→ Instructions to follow
Output the entries below without any alteration.

→ Task inputs
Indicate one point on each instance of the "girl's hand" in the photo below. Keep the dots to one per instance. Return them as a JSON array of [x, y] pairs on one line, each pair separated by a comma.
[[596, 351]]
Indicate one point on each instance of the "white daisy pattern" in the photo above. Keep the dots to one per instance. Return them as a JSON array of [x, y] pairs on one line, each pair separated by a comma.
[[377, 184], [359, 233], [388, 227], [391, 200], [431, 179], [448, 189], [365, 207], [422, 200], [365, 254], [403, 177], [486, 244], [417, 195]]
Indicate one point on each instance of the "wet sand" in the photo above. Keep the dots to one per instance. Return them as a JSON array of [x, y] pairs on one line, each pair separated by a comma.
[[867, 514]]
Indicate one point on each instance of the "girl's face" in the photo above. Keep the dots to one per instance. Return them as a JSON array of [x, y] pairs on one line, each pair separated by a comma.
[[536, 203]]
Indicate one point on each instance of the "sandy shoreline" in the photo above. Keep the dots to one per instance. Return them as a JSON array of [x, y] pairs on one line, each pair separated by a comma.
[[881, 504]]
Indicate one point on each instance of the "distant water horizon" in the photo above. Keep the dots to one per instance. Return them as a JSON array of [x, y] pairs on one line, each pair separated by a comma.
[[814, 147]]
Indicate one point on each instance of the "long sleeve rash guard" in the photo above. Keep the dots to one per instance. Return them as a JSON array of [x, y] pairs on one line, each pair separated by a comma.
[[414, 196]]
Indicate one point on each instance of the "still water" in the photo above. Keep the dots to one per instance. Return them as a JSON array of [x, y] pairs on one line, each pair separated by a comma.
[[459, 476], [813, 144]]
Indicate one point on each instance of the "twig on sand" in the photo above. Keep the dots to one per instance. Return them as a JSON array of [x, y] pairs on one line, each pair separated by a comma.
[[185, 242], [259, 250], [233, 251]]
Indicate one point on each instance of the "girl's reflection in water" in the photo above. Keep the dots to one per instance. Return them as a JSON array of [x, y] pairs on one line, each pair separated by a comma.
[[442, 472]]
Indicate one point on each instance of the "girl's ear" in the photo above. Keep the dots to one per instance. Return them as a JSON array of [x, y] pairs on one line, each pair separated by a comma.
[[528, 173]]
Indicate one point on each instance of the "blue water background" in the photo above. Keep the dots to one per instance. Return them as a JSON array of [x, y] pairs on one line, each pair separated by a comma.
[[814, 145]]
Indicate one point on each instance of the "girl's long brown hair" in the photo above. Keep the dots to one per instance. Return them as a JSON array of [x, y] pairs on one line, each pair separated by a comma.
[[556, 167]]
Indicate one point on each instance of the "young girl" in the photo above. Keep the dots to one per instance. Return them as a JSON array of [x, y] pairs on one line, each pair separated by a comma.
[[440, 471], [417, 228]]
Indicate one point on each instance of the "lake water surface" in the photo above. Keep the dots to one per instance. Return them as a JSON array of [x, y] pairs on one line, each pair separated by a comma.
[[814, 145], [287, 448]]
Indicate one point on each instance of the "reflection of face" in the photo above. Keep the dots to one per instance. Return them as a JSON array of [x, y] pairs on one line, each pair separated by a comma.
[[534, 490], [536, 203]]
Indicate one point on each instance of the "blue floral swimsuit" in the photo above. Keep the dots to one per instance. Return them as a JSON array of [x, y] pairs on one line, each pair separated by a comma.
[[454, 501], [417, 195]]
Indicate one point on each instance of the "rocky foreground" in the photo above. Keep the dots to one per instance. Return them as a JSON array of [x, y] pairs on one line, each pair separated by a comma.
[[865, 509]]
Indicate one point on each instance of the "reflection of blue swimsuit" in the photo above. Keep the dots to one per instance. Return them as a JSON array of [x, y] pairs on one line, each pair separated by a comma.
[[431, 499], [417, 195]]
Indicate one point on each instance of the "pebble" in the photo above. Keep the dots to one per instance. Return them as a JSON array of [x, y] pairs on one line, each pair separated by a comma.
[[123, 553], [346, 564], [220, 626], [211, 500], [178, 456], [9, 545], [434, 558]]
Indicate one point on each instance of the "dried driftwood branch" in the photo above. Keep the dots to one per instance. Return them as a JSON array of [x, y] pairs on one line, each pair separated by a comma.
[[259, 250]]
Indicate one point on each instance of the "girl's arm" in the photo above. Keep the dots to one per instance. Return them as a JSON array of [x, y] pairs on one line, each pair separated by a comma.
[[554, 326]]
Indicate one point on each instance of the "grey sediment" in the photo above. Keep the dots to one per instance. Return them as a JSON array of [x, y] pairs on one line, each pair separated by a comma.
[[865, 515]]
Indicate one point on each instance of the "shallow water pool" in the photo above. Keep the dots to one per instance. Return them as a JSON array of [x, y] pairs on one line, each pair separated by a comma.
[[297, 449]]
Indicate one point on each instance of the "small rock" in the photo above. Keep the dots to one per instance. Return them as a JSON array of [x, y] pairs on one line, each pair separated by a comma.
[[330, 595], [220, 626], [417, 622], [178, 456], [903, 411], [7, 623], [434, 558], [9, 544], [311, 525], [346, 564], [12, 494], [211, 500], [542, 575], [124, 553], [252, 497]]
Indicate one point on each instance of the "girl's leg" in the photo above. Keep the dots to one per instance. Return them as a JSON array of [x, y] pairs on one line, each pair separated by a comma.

→ Response area
Indicate one point on each instance of the "girl's hand" in the photo below. Keep the dots to one per instance. Return them as a JSON array of [x, y] pairs on one line, each pair separated by a comma.
[[596, 351]]
Indicate one point on each instance of the "white daisy pattern" in the photo above. Keep the dots to one per instance. Return them as a JSON array of [x, y] pairs on one line, each pair separated by a comma.
[[377, 184], [359, 233], [388, 227], [391, 200], [431, 179], [448, 189], [365, 207], [422, 200], [365, 254], [403, 177], [486, 244], [417, 195]]
Indicate one point on each instance of the "wet sand" in the photo above. Keep the dots to one per instance. Return them as a JSON array of [x, y] pairs on one line, each pair separated by a comma.
[[867, 514]]
Indicate one point on each instance of the "girl's face" in the photo above. Keep the dots to one per instance. Return them as a JSON array of [x, y] pairs on one line, each pair separated by a comma.
[[536, 203]]
Indicate one point on each instance of the "sandy shoreline" in the photo above. Keep the dots to one per instance. Return them as a JSON array of [x, y] pairs on one line, each pair separated by a comma.
[[881, 504]]
Indicate one point on each instance of the "distant water horizon" in the photo above. Keep the dots to one per instance. Return them as a JSON array of [x, y] pairs on one line, each pair separated by a comma.
[[814, 147]]
Indicate one point on each instance of the "long sleeve rash guard" in the photo above. Keep the dots to one per instance. Return them as a JSON array of [x, y] pairs on one line, each pair separated by a comma.
[[414, 196]]
Indicate one point on each instance of the "still water" in the photo above. Keep the dots to one per instance. Return them as a JSON array of [x, y] pairs on one line, each pair separated by a comma.
[[459, 476], [813, 144]]
Indicate one point on each instance of the "twig on sand" in the photo above. Keep the dots to one per instance. Return them as a JSON array of [x, y] pairs on one line, each pair separated by a comma.
[[185, 242], [259, 250], [233, 251]]
Indicate one point on each instance of the "girl's reflection in water" in the photo above. Keep the dots to one per instance. Return them as a JSON array of [x, y] pairs on one line, each pair separated by a comma.
[[442, 472]]
Indicate one point on each instance of the "girl's ear" in the photo above. Keep the dots to one per instance. Return them as a JSON array of [x, y] pairs on one line, each pair separated by a comma.
[[528, 173]]
Indicate one point on each instance of the "blue water background" in the photo above. Keep the dots to one per instance. Return them as a JSON array of [x, y] pairs on one line, each pair separated by a comma.
[[814, 145]]
Indicate one point on each instance of the "girl's long brown hair" in the photo above. Keep the dots to one per instance. Return them as a JSON array of [x, y] pairs on one line, each pair separated by a comma.
[[556, 167]]
Indicate one point on each instance of the "young girl" in the photo above. Keep the dots to one per instance. Return them as a JSON array of [x, y] pairs on one line, each pair separated by a comma.
[[440, 471], [417, 228]]
Indicate one point on each instance of the "lake water surface" in the photo above. Keep the dots to one per instance. Return them as a JSON array of [x, y] pairs on one line, each pair separated by a comma.
[[814, 145], [287, 448]]
Indicate one point on each instance of the "reflection of face" in the photo above. Keep the dots to one per instance. Return them as a JSON array of [x, y] pairs on one line, each pair separated by a comma.
[[534, 490], [536, 203]]
Indicate one point on each instance of the "blue floral swimsuit" in the photo above. Keep the dots to one per instance. Return them as a JSON array of [x, y] pairs on one line, each pair separated by a comma.
[[454, 501], [417, 195]]
Indicate one point on each instance of the "rocky foreground" in the photo above. Keep the dots to one per instance. Return them as a JSON array of [x, y] pairs on one line, each pair separated by a comma.
[[865, 509]]
Indicate one point on each instance of the "reflection of blue swimsuit" in the photo above. Keep the dots to one per instance. Return them as a JSON array of [x, y] pairs on one line, each pair separated by a comma.
[[431, 499], [417, 195]]
Indicate one point on each instance of the "pebble" in the photo above. Keep the dots to one per instance. Return them as a JSON array of [x, y] pairs on one line, each pair separated by a comma.
[[123, 553], [346, 564], [220, 626], [211, 500], [178, 456], [9, 545], [434, 558]]
Indicate one point on each instance of the "dried driftwood branch" in the photo above. Keep the dots to one per instance. Return them as a JSON array of [x, y] pairs on one line, each pair separated by a comma.
[[259, 250]]
Indicate one point on each instance of the "girl's arm" in the photo above. Keep the dots to one per instance. Return them as a JSON array of [x, y] pairs on one line, each pair separated by a comma.
[[554, 326]]
Indicate one point on each instance of the "grey sediment" in the photo above. Keep the dots to one per instance. Return them as a JSON array of [x, y] pairs on one line, each pair separated by a comma.
[[865, 515]]
Indicate one point on each instance of the "shallow water pool" in the photo above. Keep the dots to one per instance. Return them as a JSON array of [x, y] pairs on one line, each pair separated by a comma.
[[297, 449]]
Indicate one point on each instance of the "small rock" in the photo above. Keep the dots to one per instance. Return them as a JSON array of [x, y] pairs on one line, each pair separated by a comma.
[[330, 595], [220, 626], [417, 622], [178, 456], [903, 411], [7, 623], [434, 558], [9, 544], [311, 525], [346, 564], [12, 494], [211, 500], [542, 575], [124, 553], [252, 497]]
Indicate one point on each instance of the "girl's leg" in the photo above. Keep the dots to one per instance. Return them as a JSON array of [x, y] pairs on one line, each pair separated by a comma.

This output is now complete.